6.4. Na obra intitulada A acção Executiva[9], Rui Pinto, diz a propósito deste tema: “São condições dessa exequibilidade a ata: (…) ii) e a quota-parte de cada condómino iii) devidamente identificado”, não se duvidando que a identificação do condómino é essencial.
6.5. Por outro lado, a falta de título executivo não compromete em nada a posição subjacente da exequente, que pode, em acção declarativa, obter uma decisão judicial contra o ora executado, com base na invocação nas deliberações adoptadas.
6.6. A posição defendida neste aresto, tal como se indicou no acórdão da formação (fls, 485 e 486), pode até suscitar algumas dúvidas, no sentido de se pensar na necessidade de aligeirar as exigências formais. Mas o aligeiramento destas exigências deve resultar em primeiro lugar da iniciativa do legislador. O facto de existir um “Grupo de Trabalho” junto do MJ (Despacho da Ministra da Justiça de 25-5-2018), sem que exista já um resultado do trabalho empreendido, é um elemento de valor, mas não decisivo e não devem ser os tribunais a exercer essa função legislativa.

+===+

**Tarefas propostas:**
**A.** Edite o texto sobre a acção executiva: reproduza tudo desde "6.4. Na obra" até "condómino é essencial." e troque "exequibilidade" por "executoriedade".
**B.** Segundo o texto sobre a acção executiva, de quem deve partir em primeiro lugar o aligeiramento das exigências formais?
**C.** Prolongue o texto sobre a acção executiva a partir do ponto em que termina.
As linhas que se seguem têm outra origem.

**Dados apresentados:**
+===+

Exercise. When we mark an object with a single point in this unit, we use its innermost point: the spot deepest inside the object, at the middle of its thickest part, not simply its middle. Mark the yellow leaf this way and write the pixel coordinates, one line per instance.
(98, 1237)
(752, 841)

+===+

**Respostas do exercício:**
**A.**
6.4. Na obra intitulada A acção Executiva[9], Rui Pinto, diz a propósito deste tema: “São condições dessa executoriedade a ata: (…) ii) e a quota-parte de cada condómino iii) devidamente identificado”, não se duvidando que a identificação do condómino é essencial.

**B.** Da iniciativa do legislador.

**C.**
6.7. A posição defendida no aresto não é colocada em causa pela posição defendida no Ac. da Relação de Lisboa, de 8/11/2012, proc. 46628/04.0YYLSB-A.L1-6 – é que aí se tratou de alargar a legitimidade para a acção executiva ao cônjuge do condómino. Como se sabe o regime civilista das dívidas dos cônjuges sempre permitiria, com facilidade, alargar a legitimidade do cônjuge. Disse-se aí:
6.8. O que se disse no ponto anterior é aplicável, com as necessárias adaptações ao disposto no Ac. do STJ de 14-10-2014, proc. 4852/08 – a questão tratada não era exactamente a mesma sobre que versa o presente recurso. A questão do Ac. de 14-10-2014 prende-se com a dívida – saber quando ela se considera não cumprida e como se determina a parte de cada um dos condóminos. Não se identifica semelhança que possa conduzir o STJ a alterar o sentido decisório defendido.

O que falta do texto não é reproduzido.